Data supplied Start Marker
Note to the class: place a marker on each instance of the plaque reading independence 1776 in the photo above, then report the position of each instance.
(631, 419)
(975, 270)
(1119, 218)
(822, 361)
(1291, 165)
Data supplied End Marker
* [Work item] Could you output every record above exactly as written?

* [Task response]
Note to the class: place a marker on each instance of the plaque reading independence 1776 in the photo above, then report the position of each instance.
(631, 419)
(975, 270)
(1119, 218)
(822, 361)
(1291, 165)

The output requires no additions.